* _PROMPT_
Restate word for word every line from the one containing "Where can the bicycle be found in this photo?" to the last line of the records below.

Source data

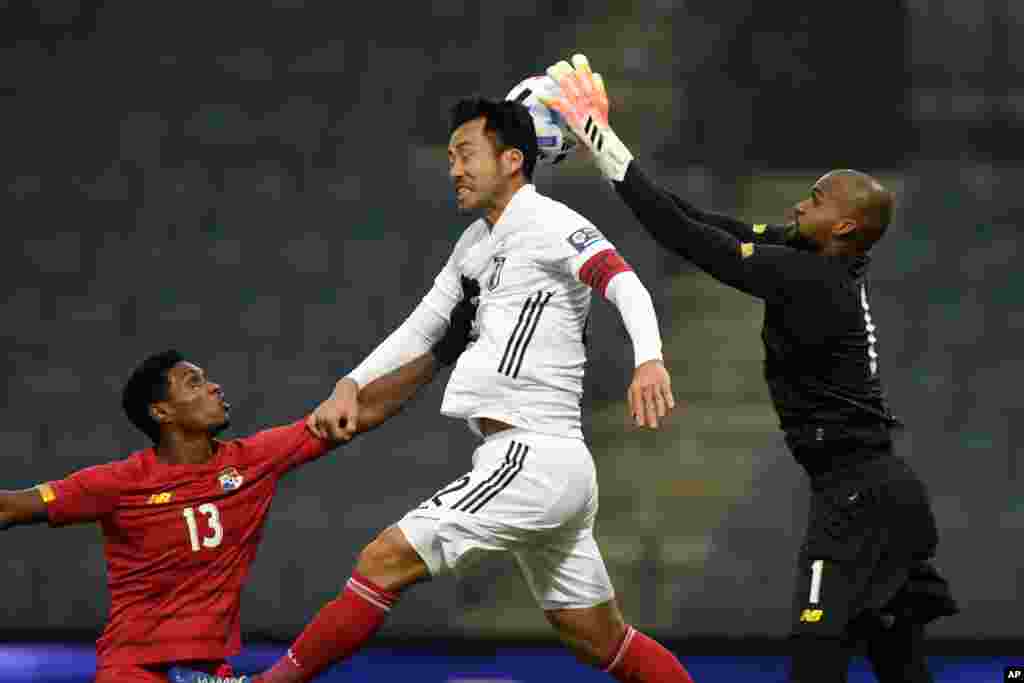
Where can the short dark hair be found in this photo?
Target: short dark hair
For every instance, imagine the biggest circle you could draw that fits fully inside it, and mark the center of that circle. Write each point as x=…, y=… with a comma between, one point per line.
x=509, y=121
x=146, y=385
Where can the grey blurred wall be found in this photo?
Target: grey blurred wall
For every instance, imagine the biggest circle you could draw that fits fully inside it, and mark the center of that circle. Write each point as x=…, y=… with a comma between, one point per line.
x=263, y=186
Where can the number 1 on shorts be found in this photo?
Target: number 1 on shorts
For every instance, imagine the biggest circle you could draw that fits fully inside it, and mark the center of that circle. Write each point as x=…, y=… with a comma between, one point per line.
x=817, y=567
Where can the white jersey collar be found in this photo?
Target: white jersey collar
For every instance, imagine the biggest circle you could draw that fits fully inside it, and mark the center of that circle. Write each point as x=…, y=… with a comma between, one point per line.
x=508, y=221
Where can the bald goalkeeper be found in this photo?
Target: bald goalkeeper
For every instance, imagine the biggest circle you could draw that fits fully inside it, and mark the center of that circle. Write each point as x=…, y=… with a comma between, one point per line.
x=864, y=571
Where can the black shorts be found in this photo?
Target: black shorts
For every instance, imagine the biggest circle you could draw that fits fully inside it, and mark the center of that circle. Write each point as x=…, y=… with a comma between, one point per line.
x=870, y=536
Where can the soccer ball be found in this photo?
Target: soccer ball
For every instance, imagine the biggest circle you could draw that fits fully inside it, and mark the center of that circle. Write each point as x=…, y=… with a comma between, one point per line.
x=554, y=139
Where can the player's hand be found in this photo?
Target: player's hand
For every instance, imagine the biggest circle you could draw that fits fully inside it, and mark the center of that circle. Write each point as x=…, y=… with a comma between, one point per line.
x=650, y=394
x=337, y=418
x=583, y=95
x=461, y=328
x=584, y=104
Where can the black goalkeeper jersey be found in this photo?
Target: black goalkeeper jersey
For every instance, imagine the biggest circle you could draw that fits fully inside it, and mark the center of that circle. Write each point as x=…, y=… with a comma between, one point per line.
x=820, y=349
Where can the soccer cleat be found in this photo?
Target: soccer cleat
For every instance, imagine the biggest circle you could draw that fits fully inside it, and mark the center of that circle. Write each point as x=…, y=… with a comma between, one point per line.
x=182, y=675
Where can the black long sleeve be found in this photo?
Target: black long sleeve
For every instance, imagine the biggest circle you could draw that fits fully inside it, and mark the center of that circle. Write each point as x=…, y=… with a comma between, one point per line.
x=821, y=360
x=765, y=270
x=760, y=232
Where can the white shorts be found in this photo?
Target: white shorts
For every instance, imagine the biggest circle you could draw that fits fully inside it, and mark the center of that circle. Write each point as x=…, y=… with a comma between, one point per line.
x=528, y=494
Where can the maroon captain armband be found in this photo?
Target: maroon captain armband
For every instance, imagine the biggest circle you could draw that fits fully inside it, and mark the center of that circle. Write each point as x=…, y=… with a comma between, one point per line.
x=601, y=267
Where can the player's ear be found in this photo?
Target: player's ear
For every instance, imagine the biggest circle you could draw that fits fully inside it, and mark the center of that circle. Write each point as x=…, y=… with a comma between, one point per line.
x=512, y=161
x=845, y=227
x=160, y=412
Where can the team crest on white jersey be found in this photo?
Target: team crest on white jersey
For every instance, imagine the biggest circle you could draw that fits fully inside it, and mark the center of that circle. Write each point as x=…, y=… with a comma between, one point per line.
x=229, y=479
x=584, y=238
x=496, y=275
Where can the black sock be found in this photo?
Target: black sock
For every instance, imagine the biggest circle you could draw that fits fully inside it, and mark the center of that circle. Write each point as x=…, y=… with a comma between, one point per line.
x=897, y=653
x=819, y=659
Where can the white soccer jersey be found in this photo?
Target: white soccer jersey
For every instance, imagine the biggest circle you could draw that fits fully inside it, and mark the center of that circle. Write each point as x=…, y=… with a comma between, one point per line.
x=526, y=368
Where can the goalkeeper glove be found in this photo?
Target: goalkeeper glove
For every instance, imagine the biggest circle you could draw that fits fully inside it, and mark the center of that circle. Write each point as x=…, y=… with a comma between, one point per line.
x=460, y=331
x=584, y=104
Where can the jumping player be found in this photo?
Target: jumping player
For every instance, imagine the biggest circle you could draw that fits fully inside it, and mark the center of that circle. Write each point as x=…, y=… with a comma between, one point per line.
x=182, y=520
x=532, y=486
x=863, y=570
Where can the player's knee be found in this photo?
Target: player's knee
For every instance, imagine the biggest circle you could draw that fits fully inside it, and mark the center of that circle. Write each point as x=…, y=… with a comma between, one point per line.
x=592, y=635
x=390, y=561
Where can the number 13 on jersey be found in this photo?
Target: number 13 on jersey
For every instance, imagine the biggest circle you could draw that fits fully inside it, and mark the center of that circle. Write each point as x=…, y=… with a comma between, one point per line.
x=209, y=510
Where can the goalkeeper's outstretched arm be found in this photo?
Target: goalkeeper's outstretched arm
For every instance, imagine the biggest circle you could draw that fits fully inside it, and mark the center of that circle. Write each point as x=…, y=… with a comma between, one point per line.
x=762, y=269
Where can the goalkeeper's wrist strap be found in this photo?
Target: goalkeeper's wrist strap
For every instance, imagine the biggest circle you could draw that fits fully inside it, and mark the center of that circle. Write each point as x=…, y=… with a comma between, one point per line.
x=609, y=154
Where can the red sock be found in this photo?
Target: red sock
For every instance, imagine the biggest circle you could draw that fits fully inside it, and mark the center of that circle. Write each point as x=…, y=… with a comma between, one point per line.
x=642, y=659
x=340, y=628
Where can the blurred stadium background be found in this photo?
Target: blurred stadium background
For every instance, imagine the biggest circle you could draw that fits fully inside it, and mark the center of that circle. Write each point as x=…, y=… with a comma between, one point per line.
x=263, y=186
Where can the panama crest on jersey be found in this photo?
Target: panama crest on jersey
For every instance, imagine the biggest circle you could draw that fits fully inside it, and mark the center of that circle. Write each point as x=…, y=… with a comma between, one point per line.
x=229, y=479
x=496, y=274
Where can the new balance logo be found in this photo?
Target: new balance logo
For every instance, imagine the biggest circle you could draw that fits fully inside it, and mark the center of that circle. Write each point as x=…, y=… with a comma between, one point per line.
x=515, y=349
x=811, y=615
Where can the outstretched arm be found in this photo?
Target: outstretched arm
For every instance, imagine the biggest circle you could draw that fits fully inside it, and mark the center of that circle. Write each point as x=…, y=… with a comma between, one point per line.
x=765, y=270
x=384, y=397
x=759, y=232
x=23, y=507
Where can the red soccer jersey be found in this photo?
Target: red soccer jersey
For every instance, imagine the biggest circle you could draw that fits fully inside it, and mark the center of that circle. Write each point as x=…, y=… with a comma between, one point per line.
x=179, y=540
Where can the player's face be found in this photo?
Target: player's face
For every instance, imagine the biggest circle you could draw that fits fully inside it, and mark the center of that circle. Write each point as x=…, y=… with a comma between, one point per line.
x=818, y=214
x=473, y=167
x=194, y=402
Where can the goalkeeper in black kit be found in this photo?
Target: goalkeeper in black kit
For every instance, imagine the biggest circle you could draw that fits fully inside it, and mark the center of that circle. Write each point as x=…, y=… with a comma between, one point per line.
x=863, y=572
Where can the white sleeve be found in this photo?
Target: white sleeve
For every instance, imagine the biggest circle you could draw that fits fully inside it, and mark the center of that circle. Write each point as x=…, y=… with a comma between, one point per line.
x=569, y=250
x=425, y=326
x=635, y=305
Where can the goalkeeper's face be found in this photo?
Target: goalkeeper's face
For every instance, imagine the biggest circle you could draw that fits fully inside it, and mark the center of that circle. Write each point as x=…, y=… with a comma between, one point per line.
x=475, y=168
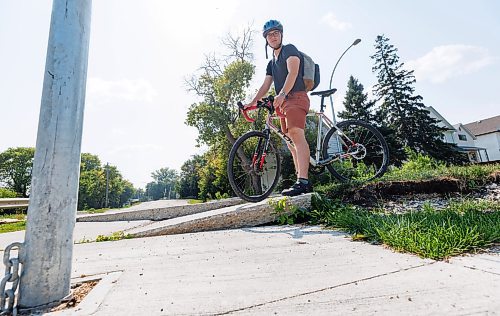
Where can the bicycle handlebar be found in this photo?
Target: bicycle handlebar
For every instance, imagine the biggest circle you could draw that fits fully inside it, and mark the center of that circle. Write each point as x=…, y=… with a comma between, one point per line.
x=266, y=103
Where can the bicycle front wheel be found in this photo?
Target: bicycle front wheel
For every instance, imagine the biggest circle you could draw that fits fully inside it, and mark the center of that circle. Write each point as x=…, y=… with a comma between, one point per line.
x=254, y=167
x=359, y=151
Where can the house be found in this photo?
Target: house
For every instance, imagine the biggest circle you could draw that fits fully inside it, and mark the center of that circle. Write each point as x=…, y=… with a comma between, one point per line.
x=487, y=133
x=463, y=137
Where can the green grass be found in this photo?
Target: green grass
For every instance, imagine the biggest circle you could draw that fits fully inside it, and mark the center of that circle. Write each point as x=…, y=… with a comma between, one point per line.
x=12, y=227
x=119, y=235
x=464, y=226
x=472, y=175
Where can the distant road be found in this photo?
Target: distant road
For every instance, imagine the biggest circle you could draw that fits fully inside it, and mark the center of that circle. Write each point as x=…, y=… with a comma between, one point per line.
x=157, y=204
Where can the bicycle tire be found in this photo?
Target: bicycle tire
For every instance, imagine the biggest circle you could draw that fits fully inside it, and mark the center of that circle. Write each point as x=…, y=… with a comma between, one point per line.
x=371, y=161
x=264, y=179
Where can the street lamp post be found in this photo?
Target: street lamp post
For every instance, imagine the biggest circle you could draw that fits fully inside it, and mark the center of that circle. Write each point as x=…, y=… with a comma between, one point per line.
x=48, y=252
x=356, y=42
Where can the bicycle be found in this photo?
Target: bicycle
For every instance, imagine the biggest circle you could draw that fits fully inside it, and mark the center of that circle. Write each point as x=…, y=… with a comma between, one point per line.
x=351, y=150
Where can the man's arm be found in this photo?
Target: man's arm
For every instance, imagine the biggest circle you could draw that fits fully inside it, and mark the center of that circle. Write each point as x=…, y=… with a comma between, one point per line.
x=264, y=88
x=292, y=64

* _ANSWER TO THE EXERCISE_
Where can the bicycle be found in this photo?
Target: bicycle
For every instance, imagine the biggest circle you could draw that fits fully inside it, and mark the center of that circle. Write each point as x=…, y=… with a comma between, one point per line.
x=351, y=150
Where can the man's arm be found in this photo?
Target: man's arm
For every instance, imagine the biggest circle you could draw that fits fully inside it, and mark the center of that circle. Write each point as x=…, y=… with a comma between, one point per line.
x=264, y=88
x=292, y=64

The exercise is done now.